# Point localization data
· · · ·

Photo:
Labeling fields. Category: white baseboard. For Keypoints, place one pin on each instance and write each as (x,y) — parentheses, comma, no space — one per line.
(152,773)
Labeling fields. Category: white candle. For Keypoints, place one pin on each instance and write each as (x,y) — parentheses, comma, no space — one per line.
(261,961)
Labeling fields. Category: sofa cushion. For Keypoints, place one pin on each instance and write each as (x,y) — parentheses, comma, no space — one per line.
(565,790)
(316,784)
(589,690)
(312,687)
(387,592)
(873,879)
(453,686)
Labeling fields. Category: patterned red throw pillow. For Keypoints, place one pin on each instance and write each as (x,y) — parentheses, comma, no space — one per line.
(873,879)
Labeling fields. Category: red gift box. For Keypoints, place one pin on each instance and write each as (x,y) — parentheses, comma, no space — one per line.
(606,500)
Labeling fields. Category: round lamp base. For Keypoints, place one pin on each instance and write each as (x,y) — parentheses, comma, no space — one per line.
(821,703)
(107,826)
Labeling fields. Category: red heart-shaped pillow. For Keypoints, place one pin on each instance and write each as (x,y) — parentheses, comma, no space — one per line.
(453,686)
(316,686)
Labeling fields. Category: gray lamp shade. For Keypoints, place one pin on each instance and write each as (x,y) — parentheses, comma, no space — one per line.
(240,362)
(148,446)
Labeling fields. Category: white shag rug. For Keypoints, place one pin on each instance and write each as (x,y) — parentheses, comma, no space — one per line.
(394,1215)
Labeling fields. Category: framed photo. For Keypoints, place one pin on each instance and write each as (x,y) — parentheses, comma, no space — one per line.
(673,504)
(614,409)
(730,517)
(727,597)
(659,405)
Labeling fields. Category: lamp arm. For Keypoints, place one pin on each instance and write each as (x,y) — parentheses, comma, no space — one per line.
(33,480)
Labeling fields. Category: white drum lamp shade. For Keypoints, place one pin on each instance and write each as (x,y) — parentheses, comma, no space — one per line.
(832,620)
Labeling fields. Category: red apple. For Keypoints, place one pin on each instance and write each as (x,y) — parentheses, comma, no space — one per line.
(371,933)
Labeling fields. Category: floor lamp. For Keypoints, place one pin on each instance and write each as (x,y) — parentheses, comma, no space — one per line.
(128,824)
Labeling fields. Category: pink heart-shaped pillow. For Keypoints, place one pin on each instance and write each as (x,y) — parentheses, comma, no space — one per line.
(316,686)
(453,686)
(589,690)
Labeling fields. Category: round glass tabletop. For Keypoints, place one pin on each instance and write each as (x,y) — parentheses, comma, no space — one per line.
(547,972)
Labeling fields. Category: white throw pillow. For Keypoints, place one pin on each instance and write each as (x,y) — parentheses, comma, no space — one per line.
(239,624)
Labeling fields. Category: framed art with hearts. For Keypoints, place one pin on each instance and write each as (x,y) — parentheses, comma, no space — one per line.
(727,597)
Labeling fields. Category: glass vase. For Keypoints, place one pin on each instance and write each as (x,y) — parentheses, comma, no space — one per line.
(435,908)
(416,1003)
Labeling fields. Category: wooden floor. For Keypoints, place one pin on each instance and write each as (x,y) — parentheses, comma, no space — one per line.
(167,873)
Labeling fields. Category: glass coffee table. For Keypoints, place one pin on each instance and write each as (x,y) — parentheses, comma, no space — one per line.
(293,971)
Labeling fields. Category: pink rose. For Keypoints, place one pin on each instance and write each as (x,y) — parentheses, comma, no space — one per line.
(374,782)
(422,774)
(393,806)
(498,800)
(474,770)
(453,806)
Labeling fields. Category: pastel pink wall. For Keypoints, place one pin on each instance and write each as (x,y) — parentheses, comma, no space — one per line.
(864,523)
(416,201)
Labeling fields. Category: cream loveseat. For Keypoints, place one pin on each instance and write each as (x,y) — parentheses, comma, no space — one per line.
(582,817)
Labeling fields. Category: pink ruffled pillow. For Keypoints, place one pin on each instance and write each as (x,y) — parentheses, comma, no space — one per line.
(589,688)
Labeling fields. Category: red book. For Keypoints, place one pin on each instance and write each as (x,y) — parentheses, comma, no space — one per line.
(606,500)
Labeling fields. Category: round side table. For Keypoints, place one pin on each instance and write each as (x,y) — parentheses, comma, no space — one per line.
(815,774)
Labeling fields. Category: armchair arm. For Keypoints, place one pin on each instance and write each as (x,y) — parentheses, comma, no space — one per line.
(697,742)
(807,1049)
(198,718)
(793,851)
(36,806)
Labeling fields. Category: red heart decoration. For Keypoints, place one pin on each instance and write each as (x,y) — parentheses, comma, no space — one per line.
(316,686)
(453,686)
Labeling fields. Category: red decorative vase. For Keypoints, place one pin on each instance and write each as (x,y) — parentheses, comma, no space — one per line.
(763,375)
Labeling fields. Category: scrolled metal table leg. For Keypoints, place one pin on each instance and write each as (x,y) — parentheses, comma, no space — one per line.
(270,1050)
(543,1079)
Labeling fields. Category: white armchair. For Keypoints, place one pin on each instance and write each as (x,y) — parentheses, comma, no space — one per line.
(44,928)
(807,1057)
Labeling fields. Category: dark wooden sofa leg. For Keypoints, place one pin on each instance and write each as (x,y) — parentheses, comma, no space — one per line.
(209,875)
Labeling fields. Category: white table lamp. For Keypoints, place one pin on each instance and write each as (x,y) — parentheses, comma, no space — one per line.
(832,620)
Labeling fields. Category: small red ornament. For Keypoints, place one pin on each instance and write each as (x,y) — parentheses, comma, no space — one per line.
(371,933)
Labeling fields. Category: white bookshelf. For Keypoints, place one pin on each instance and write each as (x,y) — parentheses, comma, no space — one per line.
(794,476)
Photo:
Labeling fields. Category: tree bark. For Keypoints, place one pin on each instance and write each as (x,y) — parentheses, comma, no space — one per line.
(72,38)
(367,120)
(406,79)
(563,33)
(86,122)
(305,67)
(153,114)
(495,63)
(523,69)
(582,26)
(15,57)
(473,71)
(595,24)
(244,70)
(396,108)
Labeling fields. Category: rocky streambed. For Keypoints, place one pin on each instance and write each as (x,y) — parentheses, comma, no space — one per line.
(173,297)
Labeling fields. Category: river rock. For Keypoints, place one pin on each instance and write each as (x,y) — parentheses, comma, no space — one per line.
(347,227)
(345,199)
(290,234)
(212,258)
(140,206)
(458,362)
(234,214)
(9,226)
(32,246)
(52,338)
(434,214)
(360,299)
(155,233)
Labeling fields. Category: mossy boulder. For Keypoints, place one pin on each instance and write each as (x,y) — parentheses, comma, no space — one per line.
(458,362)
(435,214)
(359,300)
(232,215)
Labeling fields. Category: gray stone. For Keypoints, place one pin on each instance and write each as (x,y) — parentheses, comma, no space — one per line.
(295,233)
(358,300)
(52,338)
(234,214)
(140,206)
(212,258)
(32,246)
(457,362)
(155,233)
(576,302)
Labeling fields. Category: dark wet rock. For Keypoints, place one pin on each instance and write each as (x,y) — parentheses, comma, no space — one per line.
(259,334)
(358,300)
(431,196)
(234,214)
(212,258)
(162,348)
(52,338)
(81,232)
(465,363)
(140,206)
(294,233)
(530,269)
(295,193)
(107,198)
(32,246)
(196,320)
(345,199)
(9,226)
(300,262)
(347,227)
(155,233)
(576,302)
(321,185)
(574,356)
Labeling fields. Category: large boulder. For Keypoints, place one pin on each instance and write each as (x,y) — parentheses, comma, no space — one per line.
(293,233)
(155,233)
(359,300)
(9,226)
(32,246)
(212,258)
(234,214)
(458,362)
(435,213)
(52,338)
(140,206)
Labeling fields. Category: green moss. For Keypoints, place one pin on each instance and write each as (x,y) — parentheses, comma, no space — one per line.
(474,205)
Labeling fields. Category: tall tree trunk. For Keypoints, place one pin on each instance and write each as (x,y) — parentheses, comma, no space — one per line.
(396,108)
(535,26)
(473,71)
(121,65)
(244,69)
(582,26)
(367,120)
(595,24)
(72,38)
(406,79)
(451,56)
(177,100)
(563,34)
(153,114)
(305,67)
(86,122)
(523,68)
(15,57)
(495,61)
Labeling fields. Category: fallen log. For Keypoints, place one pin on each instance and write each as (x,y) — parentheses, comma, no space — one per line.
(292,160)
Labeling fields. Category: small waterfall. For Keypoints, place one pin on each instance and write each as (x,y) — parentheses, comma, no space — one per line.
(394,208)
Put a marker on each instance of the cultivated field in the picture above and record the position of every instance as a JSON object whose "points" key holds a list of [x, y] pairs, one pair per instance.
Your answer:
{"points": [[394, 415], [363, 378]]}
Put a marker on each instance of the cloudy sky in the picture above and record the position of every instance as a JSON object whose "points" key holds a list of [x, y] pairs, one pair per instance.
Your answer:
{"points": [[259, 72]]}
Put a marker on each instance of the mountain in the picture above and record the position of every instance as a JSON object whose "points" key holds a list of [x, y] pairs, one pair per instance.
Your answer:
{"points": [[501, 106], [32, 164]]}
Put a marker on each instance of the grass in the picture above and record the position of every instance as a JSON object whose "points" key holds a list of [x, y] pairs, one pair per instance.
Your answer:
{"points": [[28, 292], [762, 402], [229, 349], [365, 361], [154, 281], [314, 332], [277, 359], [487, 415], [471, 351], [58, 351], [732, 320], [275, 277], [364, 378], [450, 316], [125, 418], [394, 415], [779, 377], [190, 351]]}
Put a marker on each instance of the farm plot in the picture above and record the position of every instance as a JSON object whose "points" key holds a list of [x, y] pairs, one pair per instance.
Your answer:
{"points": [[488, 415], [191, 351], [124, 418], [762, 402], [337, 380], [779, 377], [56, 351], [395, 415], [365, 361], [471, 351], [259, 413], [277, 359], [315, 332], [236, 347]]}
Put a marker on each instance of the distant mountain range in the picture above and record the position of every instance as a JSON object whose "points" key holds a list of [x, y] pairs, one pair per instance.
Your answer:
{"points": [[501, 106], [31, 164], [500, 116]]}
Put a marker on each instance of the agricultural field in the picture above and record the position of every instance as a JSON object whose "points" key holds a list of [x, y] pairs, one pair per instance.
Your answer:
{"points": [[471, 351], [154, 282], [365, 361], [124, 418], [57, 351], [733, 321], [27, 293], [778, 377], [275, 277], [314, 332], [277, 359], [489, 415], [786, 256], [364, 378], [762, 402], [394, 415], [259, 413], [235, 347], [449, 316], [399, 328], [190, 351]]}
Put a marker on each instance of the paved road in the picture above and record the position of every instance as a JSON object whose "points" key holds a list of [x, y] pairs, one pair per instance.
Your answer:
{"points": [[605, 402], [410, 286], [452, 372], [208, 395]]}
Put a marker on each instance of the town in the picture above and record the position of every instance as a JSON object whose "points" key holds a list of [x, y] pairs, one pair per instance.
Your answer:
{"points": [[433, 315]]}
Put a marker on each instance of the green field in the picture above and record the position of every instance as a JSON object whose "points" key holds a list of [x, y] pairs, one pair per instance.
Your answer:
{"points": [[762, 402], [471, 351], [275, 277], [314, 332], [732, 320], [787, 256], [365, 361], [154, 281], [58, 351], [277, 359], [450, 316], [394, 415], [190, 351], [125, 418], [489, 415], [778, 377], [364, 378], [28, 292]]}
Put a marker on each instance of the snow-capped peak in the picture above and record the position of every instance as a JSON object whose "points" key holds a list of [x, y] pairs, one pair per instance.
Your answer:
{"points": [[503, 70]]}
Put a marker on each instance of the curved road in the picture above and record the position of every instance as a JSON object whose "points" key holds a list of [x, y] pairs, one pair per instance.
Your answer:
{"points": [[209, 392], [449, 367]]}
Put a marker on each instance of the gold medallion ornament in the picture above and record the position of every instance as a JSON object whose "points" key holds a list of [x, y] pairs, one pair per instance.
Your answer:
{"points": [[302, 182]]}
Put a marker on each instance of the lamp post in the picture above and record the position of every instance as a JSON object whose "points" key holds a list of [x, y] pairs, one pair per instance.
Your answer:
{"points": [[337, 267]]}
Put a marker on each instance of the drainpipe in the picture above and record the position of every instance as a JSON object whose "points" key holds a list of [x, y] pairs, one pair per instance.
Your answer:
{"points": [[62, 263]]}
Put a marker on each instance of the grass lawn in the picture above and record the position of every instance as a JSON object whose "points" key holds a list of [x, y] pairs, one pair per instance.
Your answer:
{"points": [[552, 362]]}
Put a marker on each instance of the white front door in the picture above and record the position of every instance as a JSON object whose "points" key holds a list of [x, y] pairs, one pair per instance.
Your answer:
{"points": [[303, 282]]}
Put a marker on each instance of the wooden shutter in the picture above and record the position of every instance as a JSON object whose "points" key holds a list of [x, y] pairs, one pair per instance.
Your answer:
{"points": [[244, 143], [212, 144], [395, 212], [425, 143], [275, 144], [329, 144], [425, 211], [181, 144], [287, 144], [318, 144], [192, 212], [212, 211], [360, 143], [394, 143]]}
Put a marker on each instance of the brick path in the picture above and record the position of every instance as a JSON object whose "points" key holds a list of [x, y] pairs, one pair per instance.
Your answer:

· · · ·

# What is being asked
Show every line in the records above that contains the word "grass".

# Task solution
Put a marker on each instance of the grass in the picture above and record the position of every instance as a JSON object whose "points" key holds a list of [x, y] pairs, one pair per instance.
Put a marker on each instance of the grass lawn in the picture above and record the position of every instance as a JSON object whose "points" key holds a list of [x, y] pairs, one pair per instance.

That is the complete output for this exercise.